**Working data**
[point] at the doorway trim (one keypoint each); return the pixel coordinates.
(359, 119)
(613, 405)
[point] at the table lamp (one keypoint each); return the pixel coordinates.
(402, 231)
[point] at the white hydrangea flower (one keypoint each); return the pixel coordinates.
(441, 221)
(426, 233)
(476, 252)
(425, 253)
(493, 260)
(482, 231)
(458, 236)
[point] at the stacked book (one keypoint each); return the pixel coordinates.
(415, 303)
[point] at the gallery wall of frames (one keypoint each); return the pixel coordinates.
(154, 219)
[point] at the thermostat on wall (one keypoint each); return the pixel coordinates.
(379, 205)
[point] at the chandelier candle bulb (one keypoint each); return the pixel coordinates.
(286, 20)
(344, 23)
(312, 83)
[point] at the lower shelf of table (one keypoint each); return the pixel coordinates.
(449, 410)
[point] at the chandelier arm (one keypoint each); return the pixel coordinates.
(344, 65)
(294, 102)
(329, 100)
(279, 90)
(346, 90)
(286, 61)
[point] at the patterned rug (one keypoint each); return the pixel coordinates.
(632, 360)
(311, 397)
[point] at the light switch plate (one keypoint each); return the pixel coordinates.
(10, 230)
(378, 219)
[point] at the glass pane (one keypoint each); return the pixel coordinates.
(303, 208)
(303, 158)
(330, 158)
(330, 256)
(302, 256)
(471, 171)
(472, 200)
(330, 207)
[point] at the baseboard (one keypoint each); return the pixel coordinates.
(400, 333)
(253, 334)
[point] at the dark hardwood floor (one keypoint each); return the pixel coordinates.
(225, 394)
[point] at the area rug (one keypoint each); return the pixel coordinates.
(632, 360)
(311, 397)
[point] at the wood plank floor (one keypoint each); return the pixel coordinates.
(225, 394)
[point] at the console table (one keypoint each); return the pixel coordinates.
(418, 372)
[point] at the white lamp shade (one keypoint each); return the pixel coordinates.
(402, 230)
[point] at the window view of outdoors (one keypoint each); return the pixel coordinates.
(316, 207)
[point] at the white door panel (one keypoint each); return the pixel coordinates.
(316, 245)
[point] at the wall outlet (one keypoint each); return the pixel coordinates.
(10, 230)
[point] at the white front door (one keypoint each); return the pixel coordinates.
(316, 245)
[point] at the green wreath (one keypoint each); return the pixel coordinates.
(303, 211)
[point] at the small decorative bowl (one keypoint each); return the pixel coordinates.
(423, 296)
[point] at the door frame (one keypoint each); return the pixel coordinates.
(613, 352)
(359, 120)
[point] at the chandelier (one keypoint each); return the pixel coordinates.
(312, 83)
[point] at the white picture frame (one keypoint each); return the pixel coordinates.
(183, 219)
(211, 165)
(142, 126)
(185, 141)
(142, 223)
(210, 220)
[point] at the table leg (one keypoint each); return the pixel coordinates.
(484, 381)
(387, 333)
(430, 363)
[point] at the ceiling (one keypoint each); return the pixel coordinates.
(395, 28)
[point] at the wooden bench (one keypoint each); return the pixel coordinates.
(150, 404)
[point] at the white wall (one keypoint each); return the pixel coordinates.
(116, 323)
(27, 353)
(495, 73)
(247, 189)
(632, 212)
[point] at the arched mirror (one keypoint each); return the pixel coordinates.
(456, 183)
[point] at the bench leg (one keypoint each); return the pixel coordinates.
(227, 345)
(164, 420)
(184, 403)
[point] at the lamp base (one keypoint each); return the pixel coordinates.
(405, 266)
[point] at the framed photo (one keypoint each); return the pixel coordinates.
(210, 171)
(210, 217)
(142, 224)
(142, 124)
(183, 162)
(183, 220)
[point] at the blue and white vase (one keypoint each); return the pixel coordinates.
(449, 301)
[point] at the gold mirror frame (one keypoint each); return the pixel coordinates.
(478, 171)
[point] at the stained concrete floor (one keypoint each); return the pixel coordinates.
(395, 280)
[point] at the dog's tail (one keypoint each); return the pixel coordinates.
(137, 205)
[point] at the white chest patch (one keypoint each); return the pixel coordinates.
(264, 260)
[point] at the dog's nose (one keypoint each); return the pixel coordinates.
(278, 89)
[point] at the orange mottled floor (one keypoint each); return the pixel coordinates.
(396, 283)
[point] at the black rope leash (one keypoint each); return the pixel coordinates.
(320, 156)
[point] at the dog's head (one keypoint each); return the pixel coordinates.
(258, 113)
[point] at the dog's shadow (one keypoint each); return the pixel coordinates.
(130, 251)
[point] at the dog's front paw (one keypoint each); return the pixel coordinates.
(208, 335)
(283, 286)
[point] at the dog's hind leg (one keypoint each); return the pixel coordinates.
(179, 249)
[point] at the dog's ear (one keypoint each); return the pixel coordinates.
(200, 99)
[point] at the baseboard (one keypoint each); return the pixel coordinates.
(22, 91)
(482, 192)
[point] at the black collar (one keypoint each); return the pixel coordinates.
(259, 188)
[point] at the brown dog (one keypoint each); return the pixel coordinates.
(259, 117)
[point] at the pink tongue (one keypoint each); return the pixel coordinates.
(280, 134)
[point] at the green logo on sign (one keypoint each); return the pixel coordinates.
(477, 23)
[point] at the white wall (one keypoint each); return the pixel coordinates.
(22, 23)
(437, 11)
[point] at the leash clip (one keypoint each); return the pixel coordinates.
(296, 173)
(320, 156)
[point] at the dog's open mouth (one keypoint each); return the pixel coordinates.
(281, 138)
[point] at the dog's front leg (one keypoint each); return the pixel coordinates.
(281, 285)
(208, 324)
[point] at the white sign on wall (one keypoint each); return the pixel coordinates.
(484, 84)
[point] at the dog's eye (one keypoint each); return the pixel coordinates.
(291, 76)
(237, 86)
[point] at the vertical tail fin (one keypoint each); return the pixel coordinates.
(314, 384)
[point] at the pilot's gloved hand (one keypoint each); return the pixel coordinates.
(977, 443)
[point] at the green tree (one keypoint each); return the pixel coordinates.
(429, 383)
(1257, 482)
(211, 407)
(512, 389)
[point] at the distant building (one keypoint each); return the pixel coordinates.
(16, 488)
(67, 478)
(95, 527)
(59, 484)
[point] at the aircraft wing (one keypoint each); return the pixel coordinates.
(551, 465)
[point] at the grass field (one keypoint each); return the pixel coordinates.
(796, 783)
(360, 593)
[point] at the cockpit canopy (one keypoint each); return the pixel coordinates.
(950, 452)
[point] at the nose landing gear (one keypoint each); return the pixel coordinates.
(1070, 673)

**Activity**
Including any blank lines, repeat the data exactly.

**Solution for this task**
[point] at the doorway trim (one keypoint each); return the pixel coordinates.
(359, 119)
(613, 405)
[point] at the table lamp (one keypoint each); return the pixel coordinates.
(402, 231)
[point] at the white hydrangea flower (one keypoint each); return the pixel coordinates.
(441, 221)
(426, 233)
(476, 252)
(425, 253)
(493, 260)
(482, 231)
(458, 236)
[point] at the stacked book (one keypoint each); return the pixel coordinates.
(415, 303)
[point] at the gallery wall of frames (one keypoint each); return the pixel coordinates.
(154, 219)
[point] at the thermostat on wall (one keypoint each); return the pixel coordinates.
(379, 205)
[point] at the chandelier candle bulb (one keypoint each); return the pixel coordinates.
(286, 20)
(344, 23)
(312, 83)
[point] at the lower shelf of table (one keypoint each); return the pixel coordinates.
(449, 410)
[point] at the chandelier arm (one keypoint each); return the pixel coordinates.
(344, 65)
(294, 102)
(329, 100)
(279, 90)
(346, 90)
(286, 61)
[point] at the patterned rug (one keypoint each); return the pixel coordinates.
(632, 360)
(311, 397)
[point] at the light switch plate (one keypoint each); return the pixel coordinates.
(10, 230)
(378, 219)
[point] at the glass pane (one keypoint each); return the pixel coordinates.
(303, 208)
(303, 158)
(330, 158)
(330, 256)
(302, 256)
(471, 171)
(472, 200)
(330, 207)
[point] at the baseboard (one keypoint each); return the pixel coordinates.
(400, 333)
(253, 334)
[point] at the dark hardwood floor (one keypoint each); return the pixel coordinates.
(225, 394)
[point] at the area rug (one keypoint each); return the pixel coordinates.
(632, 360)
(311, 397)
[point] at the wood plank floor (one keypoint each); return the pixel coordinates.
(225, 394)
[point] at the console table (one keypoint each); return the pixel coordinates.
(418, 372)
[point] at the white lamp shade (one keypoint each); return the pixel coordinates.
(402, 230)
[point] at the window view of outdoors (one keypoint each); return the pixel coordinates.
(316, 207)
[point] at the white door panel (one keypoint each); return the pixel coordinates.
(316, 245)
[point] at the wall outlet (one keypoint each); return the pixel coordinates.
(10, 230)
[point] at the white front door (one keypoint each); return the pixel coordinates.
(316, 245)
[point] at the green wreath (one keypoint each); return the pixel coordinates.
(303, 211)
[point] at the small decorative bowl (one keypoint each); return the pixel coordinates.
(423, 296)
[point] at the door frame (one keypoint each); return the pixel coordinates.
(613, 352)
(359, 120)
[point] at the chandelier (one keypoint each); return the pixel coordinates.
(312, 83)
[point] at the white picture frame (one keypoint each); return the pixel coordinates.
(183, 219)
(211, 165)
(142, 126)
(185, 141)
(142, 223)
(210, 220)
[point] at the table leg (one keypoint each); return the pixel coordinates.
(484, 381)
(387, 333)
(430, 363)
[point] at the ceiling (one keypoint each); return the pixel coordinates.
(395, 28)
[point] at the wooden bench (one keypoint each); return the pixel coordinates.
(150, 404)
[point] at the white wall (one keypoint each); return the pixel coordinates.
(116, 323)
(27, 353)
(495, 73)
(247, 189)
(632, 212)
[point] at the arched mirror (one keypoint each); return the pixel coordinates.
(456, 183)
[point] at the bench leg (one keypoint each); return the pixel coordinates.
(227, 345)
(164, 420)
(184, 403)
[point] at the lamp base (one keypoint each); return the pixel coordinates.
(405, 266)
[point] at the framed photo (one keypoint each); return the pixel coordinates.
(210, 171)
(210, 217)
(142, 224)
(142, 124)
(183, 162)
(183, 220)
[point] at the blue and white vase (one keypoint each); return the pixel coordinates.
(449, 301)
[point] at the gold mirror frame (one keypoint each); return the pixel coordinates.
(478, 171)
[point] at the stained concrete floor (one keypoint each); return the pixel coordinates.
(395, 280)
[point] at the dog's tail (one keypoint each); return the pixel coordinates.
(137, 205)
[point] at the white chest patch (one keypoint each); return the pixel coordinates.
(264, 260)
[point] at the dog's nose (one keypoint each); return the pixel coordinates.
(278, 89)
[point] at the orange mottled floor (one keypoint each); return the pixel coordinates.
(396, 283)
[point] at the black rope leash (one keypoint each); return the pixel coordinates.
(320, 156)
[point] at the dog's head (one keypoint each); return the pixel coordinates.
(258, 113)
[point] at the dog's shadow (one keypoint each); return the pixel coordinates.
(130, 251)
[point] at the dog's front paw (one keypoint each); return the pixel coordinates.
(208, 335)
(283, 286)
[point] at the dog's hind leg (one keypoint each); return the pixel coordinates.
(179, 249)
[point] at the dog's ear (one keypoint each); return the pixel coordinates.
(200, 99)
[point] at the baseboard (one keypoint each); return the pixel coordinates.
(22, 91)
(482, 192)
[point] at the black collar (one keypoint each); return the pixel coordinates.
(259, 188)
[point] at the brown dog (one keypoint each); return the pixel coordinates.
(259, 117)
[point] at the pink tongue (one keypoint each); return the pixel coordinates.
(280, 134)
[point] at the green logo on sign (one keypoint each); return the pixel coordinates.
(477, 23)
[point] at the white wall (one keypoint each); return the pixel coordinates.
(22, 23)
(437, 11)
[point] at the leash clip (one keypoint each); return the pixel coordinates.
(296, 173)
(320, 156)
[point] at the dog's open mouth (one keypoint each); return the pixel coordinates.
(281, 138)
[point] at the dog's front leg (one keypoint each); return the pixel coordinates.
(281, 285)
(208, 324)
[point] at the white sign on wall (one keypoint each); return the pixel coordinates.
(484, 84)
[point] at the dog's eye (one keypoint each); return the pixel coordinates.
(291, 76)
(237, 86)
[point] at the vertical tail fin (one keypoint each); return the pixel coordinates.
(314, 384)
[point] at the pilot's gloved hand (one keypoint each); return the pixel coordinates.
(977, 443)
[point] at the green tree (one keypoint each); return the pixel coordinates.
(429, 383)
(1257, 482)
(211, 407)
(512, 389)
[point] at the distant building (one keypoint each); return the pixel coordinates.
(16, 488)
(67, 478)
(95, 527)
(59, 484)
[point] at the aircraft wing (one keypoint each); return the pixel coordinates.
(551, 465)
[point] at the grass field (one keypoint each); return the pixel coordinates.
(796, 783)
(360, 593)
[point] at the cockpit canopy (one keypoint each); return the pixel coordinates.
(950, 452)
[point] at the nose landing gear (one keypoint each); return the pixel coordinates.
(1070, 673)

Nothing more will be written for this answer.